Work to complete >> In the listing below, swap "dark bird silhouette" for "black bird outline" everywhere it appears and keep everything else the same.

Excerpts from point annotation data >>

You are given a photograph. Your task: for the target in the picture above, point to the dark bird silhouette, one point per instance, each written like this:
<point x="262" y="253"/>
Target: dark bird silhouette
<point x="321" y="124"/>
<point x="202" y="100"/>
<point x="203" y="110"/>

Response to this exercise >>
You are given a photograph. Your task: for the target in the picture above, point to the black bird outline, one point per instance, each written like this:
<point x="262" y="253"/>
Target: black bird outline
<point x="321" y="124"/>
<point x="202" y="100"/>
<point x="203" y="110"/>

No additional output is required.